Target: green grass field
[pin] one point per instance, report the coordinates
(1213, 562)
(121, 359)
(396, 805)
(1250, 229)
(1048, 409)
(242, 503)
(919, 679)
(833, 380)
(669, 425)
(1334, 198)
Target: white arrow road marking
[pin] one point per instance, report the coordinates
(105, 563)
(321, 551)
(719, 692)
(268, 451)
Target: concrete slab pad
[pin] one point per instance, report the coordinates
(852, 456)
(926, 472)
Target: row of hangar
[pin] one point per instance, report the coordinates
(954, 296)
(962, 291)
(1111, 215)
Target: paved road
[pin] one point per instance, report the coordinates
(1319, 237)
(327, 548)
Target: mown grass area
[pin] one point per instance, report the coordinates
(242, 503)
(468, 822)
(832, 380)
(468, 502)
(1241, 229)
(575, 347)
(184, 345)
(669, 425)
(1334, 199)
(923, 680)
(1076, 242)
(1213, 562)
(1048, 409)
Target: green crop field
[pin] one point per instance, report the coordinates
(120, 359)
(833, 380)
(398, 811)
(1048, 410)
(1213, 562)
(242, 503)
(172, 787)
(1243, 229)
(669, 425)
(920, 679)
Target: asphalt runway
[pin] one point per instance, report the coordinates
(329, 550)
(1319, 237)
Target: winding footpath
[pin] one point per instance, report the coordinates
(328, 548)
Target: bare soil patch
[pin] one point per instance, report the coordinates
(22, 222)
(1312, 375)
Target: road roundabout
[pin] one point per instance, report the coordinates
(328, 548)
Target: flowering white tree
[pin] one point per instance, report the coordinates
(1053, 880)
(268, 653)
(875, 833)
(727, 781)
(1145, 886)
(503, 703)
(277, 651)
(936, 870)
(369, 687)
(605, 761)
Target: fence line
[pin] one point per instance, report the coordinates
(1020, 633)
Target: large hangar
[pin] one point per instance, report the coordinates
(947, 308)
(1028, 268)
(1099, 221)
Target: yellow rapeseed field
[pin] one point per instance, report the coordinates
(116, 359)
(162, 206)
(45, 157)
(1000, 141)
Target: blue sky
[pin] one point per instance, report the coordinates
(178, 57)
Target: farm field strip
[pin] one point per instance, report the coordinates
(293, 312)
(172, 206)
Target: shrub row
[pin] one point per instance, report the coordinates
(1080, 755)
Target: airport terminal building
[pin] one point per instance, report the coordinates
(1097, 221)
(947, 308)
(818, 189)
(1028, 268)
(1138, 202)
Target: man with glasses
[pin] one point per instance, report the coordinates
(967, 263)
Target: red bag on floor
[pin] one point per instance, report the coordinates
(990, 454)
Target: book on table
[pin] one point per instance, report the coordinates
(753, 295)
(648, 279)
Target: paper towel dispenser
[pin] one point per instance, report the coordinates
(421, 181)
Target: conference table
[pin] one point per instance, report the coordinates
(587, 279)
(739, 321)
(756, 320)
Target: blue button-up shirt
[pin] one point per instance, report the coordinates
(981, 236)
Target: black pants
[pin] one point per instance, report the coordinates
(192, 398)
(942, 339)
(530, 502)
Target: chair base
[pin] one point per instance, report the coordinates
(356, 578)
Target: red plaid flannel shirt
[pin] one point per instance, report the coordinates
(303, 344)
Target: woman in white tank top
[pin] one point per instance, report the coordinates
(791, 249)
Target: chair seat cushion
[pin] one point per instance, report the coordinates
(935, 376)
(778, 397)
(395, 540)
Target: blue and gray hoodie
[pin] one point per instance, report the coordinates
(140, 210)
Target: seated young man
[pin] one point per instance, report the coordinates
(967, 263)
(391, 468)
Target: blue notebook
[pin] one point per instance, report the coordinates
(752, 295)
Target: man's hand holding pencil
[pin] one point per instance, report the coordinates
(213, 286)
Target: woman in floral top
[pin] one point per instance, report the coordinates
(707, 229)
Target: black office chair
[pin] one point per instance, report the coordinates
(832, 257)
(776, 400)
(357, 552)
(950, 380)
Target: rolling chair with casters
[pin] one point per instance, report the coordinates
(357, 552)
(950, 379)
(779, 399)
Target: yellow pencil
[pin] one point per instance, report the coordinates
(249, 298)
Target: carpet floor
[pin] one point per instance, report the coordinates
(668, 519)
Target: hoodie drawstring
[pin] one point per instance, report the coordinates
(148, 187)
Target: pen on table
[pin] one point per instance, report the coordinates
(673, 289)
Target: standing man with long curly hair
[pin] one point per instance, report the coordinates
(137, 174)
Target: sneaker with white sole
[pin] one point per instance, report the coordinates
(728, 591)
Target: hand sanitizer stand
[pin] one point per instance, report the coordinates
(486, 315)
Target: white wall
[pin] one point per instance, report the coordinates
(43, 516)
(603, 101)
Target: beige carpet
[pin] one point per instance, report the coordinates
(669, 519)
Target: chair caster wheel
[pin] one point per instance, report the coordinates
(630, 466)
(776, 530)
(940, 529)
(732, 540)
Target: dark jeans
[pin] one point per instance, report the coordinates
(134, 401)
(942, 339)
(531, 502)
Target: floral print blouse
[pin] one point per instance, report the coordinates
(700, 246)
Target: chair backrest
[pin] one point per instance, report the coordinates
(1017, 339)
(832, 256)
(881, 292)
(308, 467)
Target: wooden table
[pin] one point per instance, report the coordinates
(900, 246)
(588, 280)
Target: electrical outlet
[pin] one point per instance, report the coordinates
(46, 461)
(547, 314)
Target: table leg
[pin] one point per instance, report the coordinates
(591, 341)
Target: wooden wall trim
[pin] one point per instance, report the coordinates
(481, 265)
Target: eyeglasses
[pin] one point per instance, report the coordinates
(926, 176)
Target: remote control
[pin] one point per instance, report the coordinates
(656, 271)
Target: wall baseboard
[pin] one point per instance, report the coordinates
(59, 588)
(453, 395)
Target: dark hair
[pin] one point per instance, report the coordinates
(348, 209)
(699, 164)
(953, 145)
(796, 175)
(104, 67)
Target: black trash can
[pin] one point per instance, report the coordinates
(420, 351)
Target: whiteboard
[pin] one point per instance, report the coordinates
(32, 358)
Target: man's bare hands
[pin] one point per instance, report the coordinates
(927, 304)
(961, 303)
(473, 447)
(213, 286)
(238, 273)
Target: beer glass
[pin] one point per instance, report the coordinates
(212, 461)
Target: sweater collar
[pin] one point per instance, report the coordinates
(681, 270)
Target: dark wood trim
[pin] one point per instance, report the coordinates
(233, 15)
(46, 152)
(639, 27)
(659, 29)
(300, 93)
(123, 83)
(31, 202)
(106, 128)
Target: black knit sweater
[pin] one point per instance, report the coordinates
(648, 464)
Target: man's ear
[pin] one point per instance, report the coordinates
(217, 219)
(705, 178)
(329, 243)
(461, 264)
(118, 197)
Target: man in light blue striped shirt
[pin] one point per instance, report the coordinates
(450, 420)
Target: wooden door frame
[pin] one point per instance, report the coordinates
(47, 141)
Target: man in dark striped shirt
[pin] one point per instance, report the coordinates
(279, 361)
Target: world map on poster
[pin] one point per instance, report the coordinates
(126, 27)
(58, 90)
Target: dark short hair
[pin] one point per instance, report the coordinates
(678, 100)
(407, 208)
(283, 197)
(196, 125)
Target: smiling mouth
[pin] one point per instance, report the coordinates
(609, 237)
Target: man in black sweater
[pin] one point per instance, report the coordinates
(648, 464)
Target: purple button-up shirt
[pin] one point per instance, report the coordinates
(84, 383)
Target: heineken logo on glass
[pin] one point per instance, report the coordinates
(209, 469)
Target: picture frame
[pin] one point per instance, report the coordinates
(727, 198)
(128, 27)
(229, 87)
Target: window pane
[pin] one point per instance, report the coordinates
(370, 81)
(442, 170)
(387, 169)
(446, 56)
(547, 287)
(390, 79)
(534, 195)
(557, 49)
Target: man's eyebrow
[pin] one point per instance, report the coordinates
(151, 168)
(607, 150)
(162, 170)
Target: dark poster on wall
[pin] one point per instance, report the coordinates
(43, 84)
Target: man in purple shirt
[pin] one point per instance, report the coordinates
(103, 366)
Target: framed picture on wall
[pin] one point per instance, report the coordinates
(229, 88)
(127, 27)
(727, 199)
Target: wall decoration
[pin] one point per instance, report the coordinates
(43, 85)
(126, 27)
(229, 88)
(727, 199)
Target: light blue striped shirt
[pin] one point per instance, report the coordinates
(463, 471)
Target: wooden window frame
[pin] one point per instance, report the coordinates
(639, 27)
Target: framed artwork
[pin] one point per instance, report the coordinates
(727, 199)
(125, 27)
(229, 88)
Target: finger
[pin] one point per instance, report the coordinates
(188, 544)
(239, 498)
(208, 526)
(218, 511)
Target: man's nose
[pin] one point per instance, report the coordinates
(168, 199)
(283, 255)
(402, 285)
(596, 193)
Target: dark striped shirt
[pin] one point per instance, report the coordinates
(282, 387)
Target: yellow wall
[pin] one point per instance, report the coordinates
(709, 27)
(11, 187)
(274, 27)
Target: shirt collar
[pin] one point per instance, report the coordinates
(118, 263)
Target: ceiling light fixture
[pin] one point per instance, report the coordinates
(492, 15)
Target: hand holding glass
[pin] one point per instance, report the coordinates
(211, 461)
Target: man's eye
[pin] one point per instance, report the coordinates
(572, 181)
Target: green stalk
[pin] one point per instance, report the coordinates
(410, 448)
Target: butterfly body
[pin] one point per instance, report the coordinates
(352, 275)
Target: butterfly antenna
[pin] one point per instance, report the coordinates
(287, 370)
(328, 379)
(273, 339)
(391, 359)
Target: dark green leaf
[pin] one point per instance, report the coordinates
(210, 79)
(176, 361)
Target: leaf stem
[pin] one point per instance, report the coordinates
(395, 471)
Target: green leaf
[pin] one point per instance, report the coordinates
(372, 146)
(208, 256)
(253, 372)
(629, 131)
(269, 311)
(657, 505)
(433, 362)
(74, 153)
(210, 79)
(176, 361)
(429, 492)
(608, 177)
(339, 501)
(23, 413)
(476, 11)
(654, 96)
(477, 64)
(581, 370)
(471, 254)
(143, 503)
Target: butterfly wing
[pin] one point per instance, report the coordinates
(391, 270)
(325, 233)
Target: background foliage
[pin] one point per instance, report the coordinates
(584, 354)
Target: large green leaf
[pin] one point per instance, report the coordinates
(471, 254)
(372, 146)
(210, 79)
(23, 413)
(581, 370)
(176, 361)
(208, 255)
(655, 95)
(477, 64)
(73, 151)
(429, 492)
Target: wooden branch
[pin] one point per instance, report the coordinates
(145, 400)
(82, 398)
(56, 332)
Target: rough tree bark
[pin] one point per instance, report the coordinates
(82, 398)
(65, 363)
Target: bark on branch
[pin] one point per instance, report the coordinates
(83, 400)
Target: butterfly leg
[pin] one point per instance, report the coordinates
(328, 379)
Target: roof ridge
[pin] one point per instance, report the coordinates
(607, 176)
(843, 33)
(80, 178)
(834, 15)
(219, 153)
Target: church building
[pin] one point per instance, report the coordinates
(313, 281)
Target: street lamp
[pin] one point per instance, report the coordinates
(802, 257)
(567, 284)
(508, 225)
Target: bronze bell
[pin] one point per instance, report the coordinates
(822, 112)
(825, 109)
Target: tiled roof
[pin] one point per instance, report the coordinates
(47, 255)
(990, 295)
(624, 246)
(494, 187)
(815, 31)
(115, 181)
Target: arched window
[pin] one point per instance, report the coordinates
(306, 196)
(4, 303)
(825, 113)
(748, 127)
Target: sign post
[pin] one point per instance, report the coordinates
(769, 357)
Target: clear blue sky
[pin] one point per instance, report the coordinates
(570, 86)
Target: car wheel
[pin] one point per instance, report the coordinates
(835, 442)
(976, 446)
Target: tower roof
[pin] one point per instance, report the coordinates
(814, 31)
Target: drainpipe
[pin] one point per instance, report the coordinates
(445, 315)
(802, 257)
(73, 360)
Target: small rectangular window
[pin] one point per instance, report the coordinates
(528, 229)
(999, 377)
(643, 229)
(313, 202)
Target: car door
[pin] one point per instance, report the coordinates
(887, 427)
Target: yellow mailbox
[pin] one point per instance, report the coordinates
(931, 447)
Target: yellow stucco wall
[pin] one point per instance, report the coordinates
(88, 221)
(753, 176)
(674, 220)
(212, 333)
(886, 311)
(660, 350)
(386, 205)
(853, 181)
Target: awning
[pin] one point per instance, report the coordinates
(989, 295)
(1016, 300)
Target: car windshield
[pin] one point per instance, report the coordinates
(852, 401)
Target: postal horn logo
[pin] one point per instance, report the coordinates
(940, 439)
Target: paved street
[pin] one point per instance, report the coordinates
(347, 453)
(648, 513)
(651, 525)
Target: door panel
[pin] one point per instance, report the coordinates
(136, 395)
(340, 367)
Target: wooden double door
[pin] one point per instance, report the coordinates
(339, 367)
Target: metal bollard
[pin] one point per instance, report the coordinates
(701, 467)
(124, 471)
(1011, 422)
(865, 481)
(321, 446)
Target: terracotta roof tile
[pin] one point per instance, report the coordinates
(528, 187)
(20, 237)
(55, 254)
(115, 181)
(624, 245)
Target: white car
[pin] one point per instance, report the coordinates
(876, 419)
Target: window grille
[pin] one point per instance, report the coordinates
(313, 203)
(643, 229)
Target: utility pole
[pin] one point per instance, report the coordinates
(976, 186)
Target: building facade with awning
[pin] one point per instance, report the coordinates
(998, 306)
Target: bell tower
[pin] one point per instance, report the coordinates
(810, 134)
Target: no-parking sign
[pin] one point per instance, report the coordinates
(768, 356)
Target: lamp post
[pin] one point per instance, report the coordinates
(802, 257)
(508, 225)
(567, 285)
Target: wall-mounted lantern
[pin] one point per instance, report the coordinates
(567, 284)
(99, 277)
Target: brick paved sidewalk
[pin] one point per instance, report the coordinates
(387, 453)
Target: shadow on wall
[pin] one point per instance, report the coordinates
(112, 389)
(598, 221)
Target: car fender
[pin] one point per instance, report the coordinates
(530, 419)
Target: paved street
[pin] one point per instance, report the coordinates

····················

What the task requires — Can you reproduce the listing above word for word, starting from its first line and stopping after the line that contains "(1099, 221)"?

Output —
Target: green grass field
[pin] one point per instance, report the coordinates
(1213, 562)
(121, 359)
(396, 805)
(1250, 229)
(1048, 409)
(242, 503)
(919, 679)
(833, 380)
(669, 425)
(1334, 198)
Target: white arrow road marking
[pin] one point per instance, report the coordinates
(105, 563)
(321, 551)
(719, 692)
(268, 451)
Target: concrete slab pad
[pin] one point per instance, report the coordinates
(852, 456)
(926, 472)
Target: row of hangar
[pin] one point per instance, report the coordinates
(954, 296)
(962, 291)
(1111, 215)
Target: paved road
[pin] one point per instance, report the coordinates
(1319, 237)
(327, 548)
Target: mown grass area
[pin] one point per instance, report the coordinates
(242, 503)
(468, 822)
(832, 380)
(468, 502)
(1241, 229)
(575, 347)
(184, 345)
(669, 425)
(1334, 199)
(923, 680)
(1076, 242)
(1213, 562)
(1048, 409)
Target: green crop field
[pin] one point per instance, report the coordinates
(120, 359)
(833, 380)
(398, 811)
(1048, 410)
(1213, 562)
(242, 503)
(172, 787)
(1243, 229)
(669, 425)
(920, 679)
Target: asphalt runway
[pin] one point per instance, report the coordinates
(329, 550)
(1319, 237)
Target: winding footpath
[pin] one point per instance, report the coordinates
(328, 548)
Target: bare soil patch
[pin] one point per instance, report the coordinates
(22, 222)
(1312, 375)
Target: road roundabout
[pin] one point per instance, report the coordinates
(328, 548)
Target: flowering white tree
[pin] one point per instance, report the coordinates
(1053, 880)
(268, 653)
(875, 833)
(727, 781)
(1145, 886)
(503, 703)
(277, 651)
(936, 870)
(369, 687)
(605, 761)
Target: fence line
[pin] one point per instance, report the coordinates
(1020, 633)
Target: large hangar
[pin] one point per instance, report the coordinates
(947, 308)
(1028, 268)
(1099, 221)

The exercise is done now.